**Given passage**
--- --- ---
The evolution of 3D printing technology started in the 1980s. In its early days, this technology was exclusively expensive, and its use was limited to the production of complex objects, like aircraft parts, and parts of Formula One race cars. These products were valuable enough to balance the costs for such sophisticated technology.

1981 Hideo Kodama

The future (of 3D printing) we are all about to be a part of started with Hideo Kodama in 1981. This Japanese doctor researched and published studies of a working rapid prototyping system that used photopolymers. He applied for a patent on this device, but he ran out of funds to bring the project to completion before the patent deadline.

1984-1988 Charles Hull

In 1984, Charles Hull invented stereolithography. This technique allowed for the creation of 3D models using a controlled computer laser beam to create the structure from a polymer liquid that solidifies under laser lights. This invention was big news, allowing innovators to create prototype models of their designs at a lower cost.

Charles got the patent for this product, and in the same year, he started his company called 3D Systems. Their first 3D printed product was the SLA-1, in 1988. This method of 3D printing was expensive, and there were occasional flaws in the final results after the material solidified.

1988–1992 Carl Deckard and Scot Cramp

In the same year as Charles made the SLA-1, Carl Deckard invented another 3D printing technology. His technology used selective laser sintering (SLS). This machine also known as the Betsy was only able to make simple plastic models. At that time print quality wasn’t of the highest priority.

As Carl Deckard waited for his patent approval for the SLS, Scot Crump submitted another patent for 3D printing known as FDM. Fused modeling 3D printing was the most straightforward technology of both SLA and SLS. Scot later got the license and founded Stratasys which is today a leading company in the manufacture of 3D printers.
--- --- ---
**Recorded information**

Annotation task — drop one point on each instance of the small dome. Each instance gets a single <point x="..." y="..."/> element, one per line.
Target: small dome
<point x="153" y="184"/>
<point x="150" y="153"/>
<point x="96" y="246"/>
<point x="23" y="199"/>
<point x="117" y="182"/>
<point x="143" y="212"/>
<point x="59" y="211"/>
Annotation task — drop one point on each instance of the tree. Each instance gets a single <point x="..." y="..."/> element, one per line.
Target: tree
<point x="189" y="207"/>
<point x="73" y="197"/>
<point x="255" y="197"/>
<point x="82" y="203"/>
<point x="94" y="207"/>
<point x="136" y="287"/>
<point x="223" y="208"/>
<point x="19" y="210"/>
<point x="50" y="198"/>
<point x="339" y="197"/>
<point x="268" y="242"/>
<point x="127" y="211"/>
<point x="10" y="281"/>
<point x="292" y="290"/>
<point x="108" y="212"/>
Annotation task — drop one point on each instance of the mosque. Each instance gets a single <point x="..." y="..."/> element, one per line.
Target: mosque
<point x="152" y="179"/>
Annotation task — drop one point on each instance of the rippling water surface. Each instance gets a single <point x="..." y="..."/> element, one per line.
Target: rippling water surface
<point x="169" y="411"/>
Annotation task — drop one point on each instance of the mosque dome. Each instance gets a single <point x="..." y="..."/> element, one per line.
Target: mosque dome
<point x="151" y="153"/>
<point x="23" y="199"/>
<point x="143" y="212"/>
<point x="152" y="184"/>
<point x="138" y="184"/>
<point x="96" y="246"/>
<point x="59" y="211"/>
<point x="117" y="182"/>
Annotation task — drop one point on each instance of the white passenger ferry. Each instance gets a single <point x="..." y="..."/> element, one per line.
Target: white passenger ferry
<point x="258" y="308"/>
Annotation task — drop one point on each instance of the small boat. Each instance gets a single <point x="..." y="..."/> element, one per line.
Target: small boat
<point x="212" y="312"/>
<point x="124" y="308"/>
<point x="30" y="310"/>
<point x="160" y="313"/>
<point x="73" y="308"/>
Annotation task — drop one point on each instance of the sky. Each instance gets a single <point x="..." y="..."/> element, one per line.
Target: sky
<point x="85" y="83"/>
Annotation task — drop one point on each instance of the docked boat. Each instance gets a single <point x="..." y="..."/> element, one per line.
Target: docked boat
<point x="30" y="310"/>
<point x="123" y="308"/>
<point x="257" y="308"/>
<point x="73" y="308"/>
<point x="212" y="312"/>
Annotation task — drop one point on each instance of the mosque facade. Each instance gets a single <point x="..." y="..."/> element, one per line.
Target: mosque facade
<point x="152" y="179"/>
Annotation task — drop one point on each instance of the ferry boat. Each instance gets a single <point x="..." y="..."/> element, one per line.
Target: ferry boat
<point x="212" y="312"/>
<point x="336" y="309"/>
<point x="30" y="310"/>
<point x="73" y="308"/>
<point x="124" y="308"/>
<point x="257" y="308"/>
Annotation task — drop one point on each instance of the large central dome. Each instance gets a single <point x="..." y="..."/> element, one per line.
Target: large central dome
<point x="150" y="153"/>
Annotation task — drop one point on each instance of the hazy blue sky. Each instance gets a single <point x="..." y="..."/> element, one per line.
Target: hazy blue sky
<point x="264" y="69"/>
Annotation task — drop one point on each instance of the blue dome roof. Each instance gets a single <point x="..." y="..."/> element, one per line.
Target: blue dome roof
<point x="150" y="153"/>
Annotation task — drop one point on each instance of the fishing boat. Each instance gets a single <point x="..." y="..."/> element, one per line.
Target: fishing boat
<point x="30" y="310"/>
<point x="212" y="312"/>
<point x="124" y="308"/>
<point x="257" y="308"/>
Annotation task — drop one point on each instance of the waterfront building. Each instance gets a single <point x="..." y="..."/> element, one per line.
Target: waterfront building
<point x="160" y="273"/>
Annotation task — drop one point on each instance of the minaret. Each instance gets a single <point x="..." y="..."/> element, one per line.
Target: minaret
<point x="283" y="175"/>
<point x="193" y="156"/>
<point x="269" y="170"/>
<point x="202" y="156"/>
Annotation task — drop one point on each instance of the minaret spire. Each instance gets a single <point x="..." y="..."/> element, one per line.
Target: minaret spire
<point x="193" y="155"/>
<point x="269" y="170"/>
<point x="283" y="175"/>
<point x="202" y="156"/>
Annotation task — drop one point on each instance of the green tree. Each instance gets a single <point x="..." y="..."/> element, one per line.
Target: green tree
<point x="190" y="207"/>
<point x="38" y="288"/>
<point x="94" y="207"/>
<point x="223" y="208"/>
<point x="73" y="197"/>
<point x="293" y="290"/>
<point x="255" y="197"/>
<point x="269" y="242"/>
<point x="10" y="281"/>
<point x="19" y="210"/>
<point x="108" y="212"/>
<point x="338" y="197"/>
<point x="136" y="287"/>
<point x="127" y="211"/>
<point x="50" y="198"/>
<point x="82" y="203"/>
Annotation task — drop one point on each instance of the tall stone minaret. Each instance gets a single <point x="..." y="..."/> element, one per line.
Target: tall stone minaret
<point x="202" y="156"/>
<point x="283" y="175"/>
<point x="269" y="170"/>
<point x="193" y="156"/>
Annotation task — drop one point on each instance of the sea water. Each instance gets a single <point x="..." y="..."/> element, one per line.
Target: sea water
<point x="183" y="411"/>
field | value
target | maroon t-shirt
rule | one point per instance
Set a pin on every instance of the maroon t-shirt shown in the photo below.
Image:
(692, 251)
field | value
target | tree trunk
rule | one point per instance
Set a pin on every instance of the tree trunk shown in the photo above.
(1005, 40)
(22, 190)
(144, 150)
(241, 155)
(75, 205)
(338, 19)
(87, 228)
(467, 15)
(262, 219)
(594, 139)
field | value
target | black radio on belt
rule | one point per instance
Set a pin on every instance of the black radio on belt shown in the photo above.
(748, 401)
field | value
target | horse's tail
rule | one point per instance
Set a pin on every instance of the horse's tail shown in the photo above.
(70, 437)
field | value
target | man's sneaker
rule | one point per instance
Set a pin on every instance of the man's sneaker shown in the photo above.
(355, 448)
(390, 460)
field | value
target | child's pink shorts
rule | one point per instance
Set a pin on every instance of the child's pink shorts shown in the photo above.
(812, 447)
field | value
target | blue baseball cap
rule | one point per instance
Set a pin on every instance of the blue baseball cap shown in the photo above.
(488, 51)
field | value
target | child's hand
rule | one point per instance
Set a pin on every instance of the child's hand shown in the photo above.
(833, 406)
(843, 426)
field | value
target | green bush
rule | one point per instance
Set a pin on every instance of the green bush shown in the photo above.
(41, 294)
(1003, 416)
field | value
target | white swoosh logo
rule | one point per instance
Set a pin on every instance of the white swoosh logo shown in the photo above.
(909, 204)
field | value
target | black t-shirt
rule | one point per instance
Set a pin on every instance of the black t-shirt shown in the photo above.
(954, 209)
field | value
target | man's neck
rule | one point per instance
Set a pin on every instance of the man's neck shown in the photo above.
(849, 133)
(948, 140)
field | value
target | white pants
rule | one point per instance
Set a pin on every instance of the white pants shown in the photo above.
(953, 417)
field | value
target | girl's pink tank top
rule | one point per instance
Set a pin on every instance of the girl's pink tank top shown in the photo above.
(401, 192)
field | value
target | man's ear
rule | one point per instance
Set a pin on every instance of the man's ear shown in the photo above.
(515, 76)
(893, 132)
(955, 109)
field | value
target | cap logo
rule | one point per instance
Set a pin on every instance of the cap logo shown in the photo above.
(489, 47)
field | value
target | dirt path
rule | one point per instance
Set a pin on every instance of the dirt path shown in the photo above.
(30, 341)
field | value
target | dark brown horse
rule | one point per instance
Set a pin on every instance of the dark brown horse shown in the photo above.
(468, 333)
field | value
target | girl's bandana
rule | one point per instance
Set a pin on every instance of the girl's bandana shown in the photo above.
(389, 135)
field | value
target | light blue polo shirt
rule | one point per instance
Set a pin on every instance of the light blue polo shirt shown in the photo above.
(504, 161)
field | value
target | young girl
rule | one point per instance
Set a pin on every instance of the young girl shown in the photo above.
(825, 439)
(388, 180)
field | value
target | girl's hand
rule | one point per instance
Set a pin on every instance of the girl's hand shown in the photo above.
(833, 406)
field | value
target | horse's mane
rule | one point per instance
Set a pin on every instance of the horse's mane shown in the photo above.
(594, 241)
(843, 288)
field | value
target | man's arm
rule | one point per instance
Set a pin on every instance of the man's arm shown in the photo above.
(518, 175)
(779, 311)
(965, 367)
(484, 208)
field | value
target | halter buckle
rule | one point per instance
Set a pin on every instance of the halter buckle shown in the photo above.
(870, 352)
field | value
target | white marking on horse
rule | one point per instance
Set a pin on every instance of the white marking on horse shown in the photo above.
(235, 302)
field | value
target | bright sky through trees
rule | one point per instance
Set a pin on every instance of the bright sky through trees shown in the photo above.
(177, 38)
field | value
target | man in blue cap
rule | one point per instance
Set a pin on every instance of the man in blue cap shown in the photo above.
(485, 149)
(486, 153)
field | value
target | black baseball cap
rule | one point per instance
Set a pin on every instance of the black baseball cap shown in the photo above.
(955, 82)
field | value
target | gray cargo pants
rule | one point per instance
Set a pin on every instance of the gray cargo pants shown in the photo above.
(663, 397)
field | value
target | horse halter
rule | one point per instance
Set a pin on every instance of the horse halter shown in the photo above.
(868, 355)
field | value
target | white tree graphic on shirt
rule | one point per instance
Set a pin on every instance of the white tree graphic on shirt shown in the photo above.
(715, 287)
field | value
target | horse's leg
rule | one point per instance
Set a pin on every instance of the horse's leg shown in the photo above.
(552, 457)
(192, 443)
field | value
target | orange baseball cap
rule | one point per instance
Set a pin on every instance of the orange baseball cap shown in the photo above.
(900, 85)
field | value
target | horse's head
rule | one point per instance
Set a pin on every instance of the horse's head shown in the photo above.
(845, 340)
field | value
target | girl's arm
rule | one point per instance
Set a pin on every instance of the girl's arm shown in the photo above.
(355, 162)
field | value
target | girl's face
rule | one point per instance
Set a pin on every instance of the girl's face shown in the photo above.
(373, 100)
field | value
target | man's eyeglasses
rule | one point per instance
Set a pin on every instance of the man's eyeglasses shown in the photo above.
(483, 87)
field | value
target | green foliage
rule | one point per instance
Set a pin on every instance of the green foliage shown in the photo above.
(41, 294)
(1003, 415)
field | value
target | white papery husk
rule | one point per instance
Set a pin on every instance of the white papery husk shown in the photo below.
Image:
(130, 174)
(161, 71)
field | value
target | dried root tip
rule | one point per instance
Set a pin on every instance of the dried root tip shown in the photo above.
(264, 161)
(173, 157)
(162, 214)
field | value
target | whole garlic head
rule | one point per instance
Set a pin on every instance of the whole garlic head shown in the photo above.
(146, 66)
--- --- ---
**The task**
Duplicate the section of the 3D printing history text starting with "The future (of" and going on through "a lower cost.".

**Finished task**
The future (of 3D printing) we are all about to be a part of started with Hideo Kodama in 1981. This Japanese doctor researched and published studies of a working rapid prototyping system that used photopolymers. He applied for a patent on this device, but he ran out of funds to bring the project to completion before the patent deadline.

1984-1988 Charles Hull

In 1984, Charles Hull invented stereolithography. This technique allowed for the creation of 3D models using a controlled computer laser beam to create the structure from a polymer liquid that solidifies under laser lights. This invention was big news, allowing innovators to create prototype models of their designs at a lower cost.